## Begin Source document

Intrepid overland traveller, keen photographer, avid cook—known to jump out of airplanes and do other silly things. Do not act my age.
This entry was posted in Light meal, Main dish, Meat, Nuts, Pastry, Snack and tagged , , , , , , , , , , , , , , , , , , , , . Bookmark the permalink.

18 Responses to Turkish lamb and sumac pizza

  1. Amy says:

    What a lovely concept for a fundraiser!

  2. Debbwl says:

    Never would have thought lamb on pizza but sounds and looks like something that would be good to try when wanting something really different. So glad you shared.

    • leggypeggy says:

      My pleasure. Australians cook with lots of lamb, so putting it on pizza isn’t all that unusual for us. But I wouldn’t have thought of the hummus, zucchini and sumac. Yum, yum!

  3. Sharon says:

    Another great recipe Peggy! It wouldn’t surprise be if you found a lot of great recipes in this lovely collection. Worth paying full price! 🙂

  4. Rhonda says:

    Mmmm. I love Turkish Lamb Pide (Pizza) but have never tried making my own. Looks as though I’ll be trying this weekend. Thanks, Peggy!

  5. G’day Peggy! YUM YUM YUM YUM! I could go for a sliver of this right now too!
    What a great fundraiser idea too! Did I mention YUM? lol
    Cheers! Joanne

  6. Hi Peggy,
    Thanks so much for taking a gamble on our little school cookbook from Berry and thanks for sharing your cooking experience on your blog. The Lamb and Sumac pizza was definitely one of my favourites when we were doing the food photography and I’m glad the neighbours enjoyed it too.

    You wanted to know how we are going with the sales – well, just recently we have hit just over 2300 books sold! Well on our way to our target of 4000, with all of the funds raised going straight back to the school to fund improvements to our school library.

    We are so very chuffed with the positive responses coming back from keen cooks just like yourself after they really get into experiencing what hides behind the delicious and moorish caramel slice on the cover.

## End Source document
## Begin Recorded information

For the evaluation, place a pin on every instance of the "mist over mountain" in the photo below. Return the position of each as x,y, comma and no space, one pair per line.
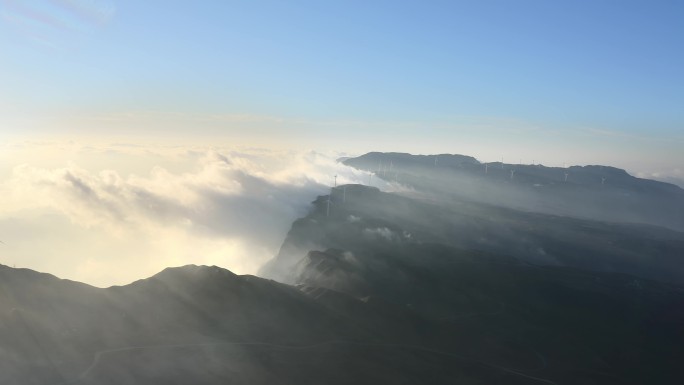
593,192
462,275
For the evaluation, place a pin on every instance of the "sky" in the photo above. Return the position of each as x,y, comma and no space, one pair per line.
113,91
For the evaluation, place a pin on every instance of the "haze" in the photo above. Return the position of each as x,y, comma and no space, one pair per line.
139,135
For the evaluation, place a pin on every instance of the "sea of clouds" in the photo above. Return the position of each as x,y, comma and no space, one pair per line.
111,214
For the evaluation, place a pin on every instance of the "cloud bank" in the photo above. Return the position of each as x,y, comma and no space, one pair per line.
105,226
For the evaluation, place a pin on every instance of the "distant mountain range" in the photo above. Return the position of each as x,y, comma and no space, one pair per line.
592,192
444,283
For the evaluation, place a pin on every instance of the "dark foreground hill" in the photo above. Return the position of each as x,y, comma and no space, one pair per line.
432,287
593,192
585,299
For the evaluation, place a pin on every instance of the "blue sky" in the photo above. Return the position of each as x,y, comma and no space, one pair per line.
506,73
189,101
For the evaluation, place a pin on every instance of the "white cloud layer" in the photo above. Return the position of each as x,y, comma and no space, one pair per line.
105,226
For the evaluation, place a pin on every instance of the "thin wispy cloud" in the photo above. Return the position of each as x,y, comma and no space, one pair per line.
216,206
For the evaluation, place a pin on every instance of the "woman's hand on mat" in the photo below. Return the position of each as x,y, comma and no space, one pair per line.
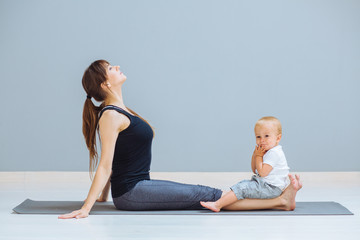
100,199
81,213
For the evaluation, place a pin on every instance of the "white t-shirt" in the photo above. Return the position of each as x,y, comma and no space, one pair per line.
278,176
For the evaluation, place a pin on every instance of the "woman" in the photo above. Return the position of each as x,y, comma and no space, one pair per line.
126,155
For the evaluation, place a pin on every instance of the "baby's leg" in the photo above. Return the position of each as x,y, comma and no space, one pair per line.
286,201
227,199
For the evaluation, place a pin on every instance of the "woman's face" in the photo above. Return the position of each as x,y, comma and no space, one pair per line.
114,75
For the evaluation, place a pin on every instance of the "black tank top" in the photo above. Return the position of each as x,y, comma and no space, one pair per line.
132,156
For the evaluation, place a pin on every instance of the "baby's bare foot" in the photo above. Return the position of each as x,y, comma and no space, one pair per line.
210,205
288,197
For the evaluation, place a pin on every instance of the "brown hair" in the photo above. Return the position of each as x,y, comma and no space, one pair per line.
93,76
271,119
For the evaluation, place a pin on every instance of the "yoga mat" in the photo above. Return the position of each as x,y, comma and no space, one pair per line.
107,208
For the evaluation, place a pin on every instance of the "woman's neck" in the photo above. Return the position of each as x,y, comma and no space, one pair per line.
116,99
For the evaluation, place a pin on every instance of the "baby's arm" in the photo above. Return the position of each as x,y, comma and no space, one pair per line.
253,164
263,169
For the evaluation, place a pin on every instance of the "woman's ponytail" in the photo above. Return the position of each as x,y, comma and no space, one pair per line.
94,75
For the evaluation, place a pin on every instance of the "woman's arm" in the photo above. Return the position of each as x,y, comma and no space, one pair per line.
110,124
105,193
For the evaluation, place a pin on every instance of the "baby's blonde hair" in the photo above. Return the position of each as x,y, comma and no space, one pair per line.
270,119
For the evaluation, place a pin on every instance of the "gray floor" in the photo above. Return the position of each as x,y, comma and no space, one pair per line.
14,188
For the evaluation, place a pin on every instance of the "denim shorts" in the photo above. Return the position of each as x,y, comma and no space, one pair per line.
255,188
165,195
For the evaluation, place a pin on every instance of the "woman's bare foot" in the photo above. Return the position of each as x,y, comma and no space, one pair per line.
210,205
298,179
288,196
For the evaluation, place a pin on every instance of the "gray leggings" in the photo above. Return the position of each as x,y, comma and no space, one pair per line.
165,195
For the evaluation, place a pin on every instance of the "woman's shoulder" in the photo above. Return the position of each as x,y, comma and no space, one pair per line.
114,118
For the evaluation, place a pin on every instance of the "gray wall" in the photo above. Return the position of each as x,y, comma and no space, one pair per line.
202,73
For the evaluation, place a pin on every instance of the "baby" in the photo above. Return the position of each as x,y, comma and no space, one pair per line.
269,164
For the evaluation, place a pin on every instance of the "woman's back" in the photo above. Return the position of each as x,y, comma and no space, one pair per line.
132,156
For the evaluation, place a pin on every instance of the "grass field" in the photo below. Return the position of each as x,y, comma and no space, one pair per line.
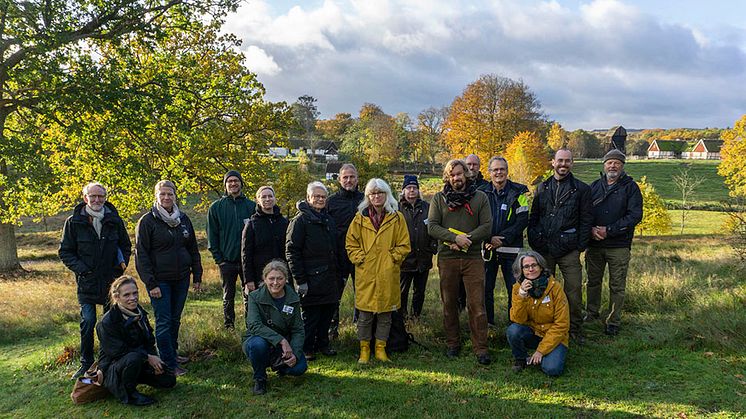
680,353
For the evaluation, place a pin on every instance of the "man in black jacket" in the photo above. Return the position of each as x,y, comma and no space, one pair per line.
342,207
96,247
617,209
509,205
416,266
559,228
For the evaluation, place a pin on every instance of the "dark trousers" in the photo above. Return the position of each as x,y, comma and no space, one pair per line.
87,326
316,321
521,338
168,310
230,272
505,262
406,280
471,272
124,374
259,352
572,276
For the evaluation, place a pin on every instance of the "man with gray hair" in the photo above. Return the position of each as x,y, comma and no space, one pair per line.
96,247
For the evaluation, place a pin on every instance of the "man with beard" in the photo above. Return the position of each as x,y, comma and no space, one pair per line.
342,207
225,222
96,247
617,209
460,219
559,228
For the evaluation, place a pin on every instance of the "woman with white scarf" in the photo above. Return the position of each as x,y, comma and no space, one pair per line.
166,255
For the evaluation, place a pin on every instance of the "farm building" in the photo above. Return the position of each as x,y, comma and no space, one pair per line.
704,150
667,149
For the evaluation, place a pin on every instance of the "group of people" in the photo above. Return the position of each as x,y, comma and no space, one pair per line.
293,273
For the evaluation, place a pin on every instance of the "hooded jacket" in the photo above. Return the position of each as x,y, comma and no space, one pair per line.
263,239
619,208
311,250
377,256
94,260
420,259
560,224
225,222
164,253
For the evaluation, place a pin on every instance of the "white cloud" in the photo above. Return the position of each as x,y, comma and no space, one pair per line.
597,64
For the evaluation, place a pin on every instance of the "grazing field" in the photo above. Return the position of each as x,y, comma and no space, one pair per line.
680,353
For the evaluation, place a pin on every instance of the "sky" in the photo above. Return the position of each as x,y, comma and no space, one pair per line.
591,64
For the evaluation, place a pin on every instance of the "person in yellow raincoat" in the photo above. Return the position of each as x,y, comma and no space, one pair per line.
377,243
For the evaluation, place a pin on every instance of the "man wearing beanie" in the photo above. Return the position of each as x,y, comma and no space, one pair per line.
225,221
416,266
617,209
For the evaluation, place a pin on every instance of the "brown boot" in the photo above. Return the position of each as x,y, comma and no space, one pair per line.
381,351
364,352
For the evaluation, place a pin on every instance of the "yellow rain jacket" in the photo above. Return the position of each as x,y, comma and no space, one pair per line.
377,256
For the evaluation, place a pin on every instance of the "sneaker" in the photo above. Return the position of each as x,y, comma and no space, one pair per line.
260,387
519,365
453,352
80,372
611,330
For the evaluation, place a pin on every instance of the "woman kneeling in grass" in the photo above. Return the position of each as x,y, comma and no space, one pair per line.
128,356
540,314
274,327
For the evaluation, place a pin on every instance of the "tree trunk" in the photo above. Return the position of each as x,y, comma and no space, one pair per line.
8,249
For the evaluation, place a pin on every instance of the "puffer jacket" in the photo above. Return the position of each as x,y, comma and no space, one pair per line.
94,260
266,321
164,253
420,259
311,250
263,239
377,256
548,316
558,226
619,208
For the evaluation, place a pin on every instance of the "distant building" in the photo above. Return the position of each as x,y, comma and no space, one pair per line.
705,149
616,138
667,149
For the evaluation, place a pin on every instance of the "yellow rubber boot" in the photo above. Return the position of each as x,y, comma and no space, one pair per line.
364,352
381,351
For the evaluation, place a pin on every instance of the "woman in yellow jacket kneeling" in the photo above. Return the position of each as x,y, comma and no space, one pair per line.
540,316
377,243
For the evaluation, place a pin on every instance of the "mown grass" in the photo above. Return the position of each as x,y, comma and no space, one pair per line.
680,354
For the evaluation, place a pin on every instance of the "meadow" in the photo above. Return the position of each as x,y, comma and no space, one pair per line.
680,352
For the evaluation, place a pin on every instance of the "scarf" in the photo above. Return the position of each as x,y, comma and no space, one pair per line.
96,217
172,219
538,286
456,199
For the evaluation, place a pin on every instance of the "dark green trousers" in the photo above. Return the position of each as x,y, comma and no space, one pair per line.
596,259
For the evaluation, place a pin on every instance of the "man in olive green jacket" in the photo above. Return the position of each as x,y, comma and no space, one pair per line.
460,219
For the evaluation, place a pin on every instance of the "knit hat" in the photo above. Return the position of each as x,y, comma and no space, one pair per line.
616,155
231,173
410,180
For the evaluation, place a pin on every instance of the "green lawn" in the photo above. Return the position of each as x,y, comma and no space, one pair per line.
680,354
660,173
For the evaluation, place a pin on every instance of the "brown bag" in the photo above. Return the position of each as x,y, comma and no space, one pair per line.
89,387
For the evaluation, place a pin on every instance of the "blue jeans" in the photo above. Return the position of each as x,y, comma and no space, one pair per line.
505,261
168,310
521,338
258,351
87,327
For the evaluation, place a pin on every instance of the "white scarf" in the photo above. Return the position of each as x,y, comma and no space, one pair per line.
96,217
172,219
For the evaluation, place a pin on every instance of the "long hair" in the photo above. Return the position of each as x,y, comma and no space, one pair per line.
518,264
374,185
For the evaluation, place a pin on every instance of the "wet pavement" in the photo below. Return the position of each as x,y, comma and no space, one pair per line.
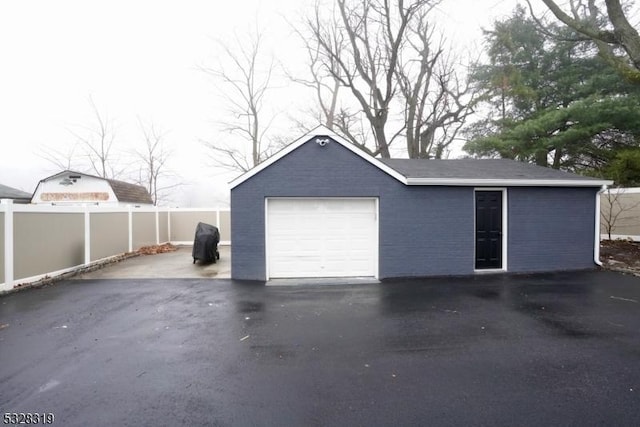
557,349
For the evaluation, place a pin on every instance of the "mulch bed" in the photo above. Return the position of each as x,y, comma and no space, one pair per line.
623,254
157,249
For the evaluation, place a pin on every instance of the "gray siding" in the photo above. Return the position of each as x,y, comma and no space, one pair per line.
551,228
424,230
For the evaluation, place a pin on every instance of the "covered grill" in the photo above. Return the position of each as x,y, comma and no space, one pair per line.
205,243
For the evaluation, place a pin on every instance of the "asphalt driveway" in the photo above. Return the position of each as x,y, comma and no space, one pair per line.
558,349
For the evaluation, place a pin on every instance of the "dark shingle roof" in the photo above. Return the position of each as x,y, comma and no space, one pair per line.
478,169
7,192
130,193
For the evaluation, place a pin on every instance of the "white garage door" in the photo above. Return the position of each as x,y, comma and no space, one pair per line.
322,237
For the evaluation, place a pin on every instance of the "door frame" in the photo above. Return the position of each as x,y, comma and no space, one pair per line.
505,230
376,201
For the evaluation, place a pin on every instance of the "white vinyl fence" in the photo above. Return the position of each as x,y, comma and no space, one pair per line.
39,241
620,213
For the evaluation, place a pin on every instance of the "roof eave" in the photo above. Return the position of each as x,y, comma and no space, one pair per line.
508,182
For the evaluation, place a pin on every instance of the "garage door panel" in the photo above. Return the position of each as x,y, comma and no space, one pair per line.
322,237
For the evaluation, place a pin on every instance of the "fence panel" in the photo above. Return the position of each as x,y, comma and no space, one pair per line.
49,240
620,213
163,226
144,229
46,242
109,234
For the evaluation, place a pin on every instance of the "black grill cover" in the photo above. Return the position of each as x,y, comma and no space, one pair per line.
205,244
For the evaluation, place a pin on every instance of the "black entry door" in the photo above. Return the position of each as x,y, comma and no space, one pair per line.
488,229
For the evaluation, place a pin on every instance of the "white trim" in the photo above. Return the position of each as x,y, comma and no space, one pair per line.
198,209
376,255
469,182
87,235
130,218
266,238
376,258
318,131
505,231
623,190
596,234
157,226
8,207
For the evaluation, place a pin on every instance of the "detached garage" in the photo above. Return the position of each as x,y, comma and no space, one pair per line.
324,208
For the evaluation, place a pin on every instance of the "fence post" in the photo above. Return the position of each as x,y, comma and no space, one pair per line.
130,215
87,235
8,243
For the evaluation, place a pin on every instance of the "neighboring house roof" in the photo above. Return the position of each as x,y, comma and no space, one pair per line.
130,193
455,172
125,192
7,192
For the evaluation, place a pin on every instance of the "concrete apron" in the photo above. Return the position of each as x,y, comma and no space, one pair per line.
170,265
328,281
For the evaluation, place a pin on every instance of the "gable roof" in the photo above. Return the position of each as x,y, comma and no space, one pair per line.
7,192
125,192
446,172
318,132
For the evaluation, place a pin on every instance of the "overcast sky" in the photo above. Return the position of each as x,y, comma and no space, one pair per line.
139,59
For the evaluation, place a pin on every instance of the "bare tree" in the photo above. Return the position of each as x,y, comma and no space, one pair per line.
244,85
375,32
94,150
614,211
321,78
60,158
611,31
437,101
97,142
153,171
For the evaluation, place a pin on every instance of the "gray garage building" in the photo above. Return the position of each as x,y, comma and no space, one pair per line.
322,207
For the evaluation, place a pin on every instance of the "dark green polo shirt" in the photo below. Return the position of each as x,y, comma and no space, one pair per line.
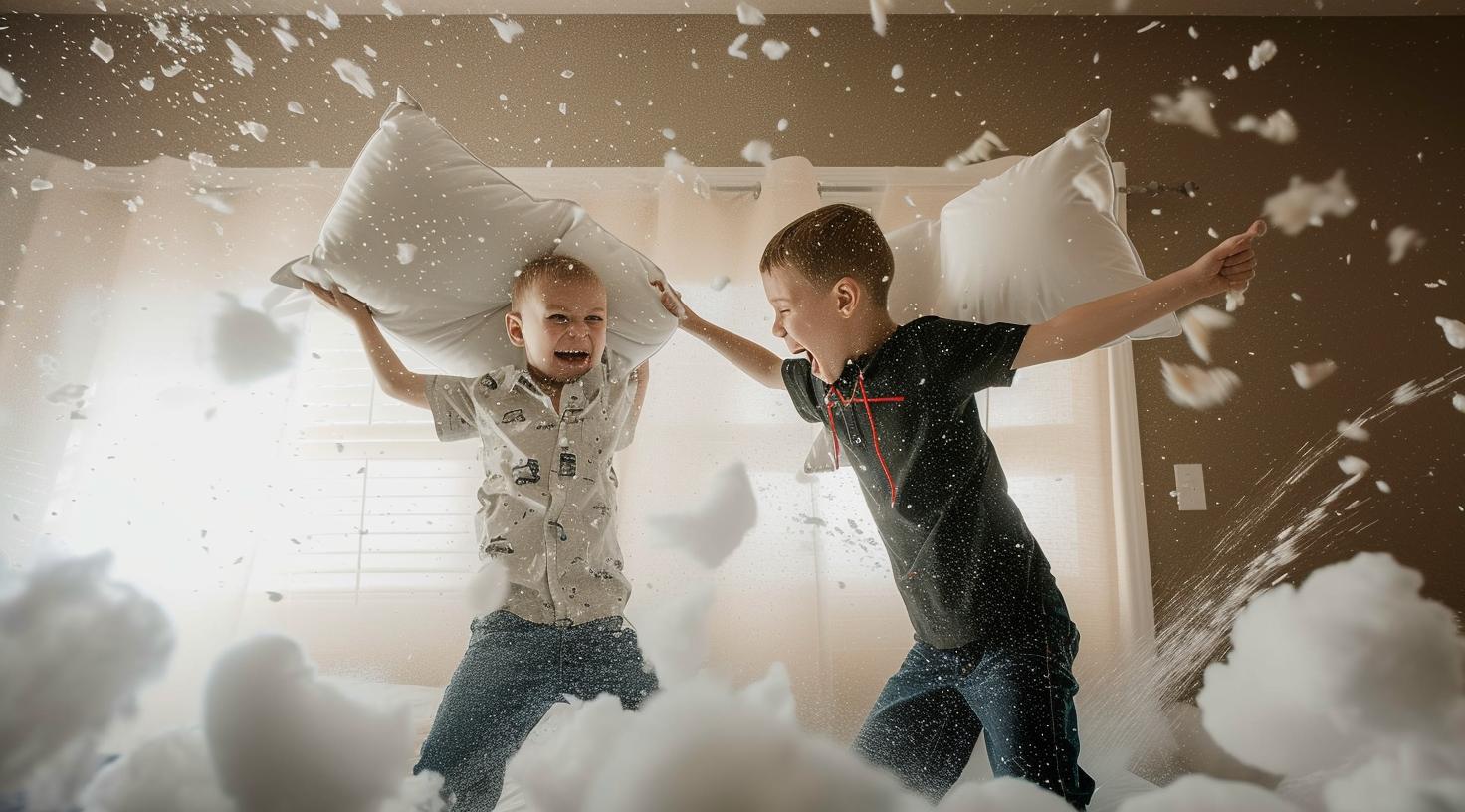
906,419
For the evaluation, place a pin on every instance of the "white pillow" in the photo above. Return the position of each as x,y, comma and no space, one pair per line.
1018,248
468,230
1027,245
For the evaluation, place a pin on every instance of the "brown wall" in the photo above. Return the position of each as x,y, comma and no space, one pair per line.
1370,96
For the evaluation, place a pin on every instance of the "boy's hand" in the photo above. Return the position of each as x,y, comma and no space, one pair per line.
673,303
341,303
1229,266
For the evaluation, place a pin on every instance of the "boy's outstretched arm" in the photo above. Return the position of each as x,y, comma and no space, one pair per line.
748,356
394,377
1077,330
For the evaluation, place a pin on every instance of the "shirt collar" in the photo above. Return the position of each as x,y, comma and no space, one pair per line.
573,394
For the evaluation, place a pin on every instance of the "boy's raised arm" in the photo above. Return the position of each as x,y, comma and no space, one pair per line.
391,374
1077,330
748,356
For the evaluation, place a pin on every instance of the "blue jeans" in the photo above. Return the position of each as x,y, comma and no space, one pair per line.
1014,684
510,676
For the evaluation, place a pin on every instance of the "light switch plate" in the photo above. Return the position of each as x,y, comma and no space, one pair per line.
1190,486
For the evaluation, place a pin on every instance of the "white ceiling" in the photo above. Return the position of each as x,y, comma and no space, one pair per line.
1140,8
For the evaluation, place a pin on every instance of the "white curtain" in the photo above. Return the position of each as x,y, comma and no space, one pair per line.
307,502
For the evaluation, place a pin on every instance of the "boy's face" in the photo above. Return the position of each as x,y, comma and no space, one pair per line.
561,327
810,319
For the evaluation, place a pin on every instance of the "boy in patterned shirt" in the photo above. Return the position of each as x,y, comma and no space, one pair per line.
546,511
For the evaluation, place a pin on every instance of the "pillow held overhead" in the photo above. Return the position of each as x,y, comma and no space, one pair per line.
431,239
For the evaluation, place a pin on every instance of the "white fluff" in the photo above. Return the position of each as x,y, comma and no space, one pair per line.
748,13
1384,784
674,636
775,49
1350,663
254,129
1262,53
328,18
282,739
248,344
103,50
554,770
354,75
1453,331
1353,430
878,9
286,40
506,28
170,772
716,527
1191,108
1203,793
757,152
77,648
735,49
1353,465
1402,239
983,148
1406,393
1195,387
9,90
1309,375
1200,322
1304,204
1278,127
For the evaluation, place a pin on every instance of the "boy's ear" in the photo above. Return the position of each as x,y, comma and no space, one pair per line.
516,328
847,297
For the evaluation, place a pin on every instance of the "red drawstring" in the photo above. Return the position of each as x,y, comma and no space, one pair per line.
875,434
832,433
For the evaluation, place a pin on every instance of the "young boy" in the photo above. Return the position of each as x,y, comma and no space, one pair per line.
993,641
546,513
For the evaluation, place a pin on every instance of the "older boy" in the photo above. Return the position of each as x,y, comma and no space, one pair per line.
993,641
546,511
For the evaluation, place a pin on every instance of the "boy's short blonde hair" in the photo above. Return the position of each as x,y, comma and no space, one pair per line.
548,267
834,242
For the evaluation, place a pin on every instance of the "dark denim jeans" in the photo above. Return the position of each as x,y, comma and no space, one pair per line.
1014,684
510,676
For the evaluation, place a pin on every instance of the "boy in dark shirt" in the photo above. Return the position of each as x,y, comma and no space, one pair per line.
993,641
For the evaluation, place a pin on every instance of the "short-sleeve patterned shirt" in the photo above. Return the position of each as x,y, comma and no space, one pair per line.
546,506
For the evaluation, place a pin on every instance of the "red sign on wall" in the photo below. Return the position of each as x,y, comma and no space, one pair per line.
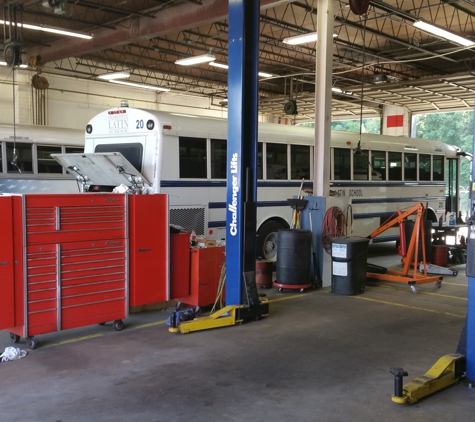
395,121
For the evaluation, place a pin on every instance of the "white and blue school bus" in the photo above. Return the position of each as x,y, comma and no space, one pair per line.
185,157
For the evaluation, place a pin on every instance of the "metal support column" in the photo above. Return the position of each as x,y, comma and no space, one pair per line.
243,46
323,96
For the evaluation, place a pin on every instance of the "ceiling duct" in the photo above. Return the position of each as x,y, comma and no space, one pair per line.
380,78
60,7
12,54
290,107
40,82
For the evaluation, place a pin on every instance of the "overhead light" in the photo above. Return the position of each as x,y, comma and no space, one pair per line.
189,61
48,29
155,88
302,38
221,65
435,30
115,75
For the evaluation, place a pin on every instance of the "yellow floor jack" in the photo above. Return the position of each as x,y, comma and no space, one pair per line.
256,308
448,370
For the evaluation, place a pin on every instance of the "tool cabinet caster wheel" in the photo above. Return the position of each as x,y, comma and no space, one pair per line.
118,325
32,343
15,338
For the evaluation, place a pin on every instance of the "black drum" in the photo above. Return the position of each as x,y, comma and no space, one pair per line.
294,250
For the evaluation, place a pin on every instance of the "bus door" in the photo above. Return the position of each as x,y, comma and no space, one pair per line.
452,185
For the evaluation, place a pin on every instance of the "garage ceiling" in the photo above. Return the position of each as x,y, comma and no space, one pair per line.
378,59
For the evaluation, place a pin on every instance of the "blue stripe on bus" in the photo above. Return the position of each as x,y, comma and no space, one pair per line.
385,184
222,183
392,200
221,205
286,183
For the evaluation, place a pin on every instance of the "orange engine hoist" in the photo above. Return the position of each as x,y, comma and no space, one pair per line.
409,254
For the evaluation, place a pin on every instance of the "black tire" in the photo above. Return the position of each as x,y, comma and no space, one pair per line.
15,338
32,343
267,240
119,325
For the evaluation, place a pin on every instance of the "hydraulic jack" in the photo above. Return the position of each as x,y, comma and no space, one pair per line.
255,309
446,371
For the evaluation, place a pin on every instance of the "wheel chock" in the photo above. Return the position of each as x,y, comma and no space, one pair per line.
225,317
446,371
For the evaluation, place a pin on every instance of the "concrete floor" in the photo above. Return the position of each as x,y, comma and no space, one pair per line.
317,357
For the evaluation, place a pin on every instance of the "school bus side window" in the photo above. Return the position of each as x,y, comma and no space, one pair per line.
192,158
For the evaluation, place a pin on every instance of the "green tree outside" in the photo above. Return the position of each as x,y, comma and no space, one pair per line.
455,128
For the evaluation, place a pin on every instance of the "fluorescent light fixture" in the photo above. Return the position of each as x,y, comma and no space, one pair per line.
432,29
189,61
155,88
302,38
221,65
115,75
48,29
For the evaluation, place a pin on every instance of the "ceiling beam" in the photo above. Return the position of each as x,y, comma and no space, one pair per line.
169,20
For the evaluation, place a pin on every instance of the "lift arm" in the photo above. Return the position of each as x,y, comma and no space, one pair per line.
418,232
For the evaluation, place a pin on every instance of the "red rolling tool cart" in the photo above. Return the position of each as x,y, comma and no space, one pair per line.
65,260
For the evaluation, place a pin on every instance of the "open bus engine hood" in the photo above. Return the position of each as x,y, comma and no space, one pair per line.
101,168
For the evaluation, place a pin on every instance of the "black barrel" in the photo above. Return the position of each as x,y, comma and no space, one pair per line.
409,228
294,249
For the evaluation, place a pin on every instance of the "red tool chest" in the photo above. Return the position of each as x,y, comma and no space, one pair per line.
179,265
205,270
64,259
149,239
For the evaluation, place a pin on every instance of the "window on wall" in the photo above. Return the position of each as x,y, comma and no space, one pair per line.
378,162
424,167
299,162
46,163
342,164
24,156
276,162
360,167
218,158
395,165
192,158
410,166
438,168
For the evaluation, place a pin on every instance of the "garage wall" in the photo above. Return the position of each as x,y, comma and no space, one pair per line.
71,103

## End Recorded information

• Task to complete
Reproduce the passage from the lamb pizza blog page, starting at the words "Mmmm. I love" and ending after the words "right now too!".

• Response to the task
Mmmm. I love Turkish Lamb Pide (Pizza) but have never tried making my own. Looks as though I’ll be trying this weekend. Thanks, Peggy!

  5. G’day Peggy! YUM YUM YUM YUM! I could go for a sliver of this right now too!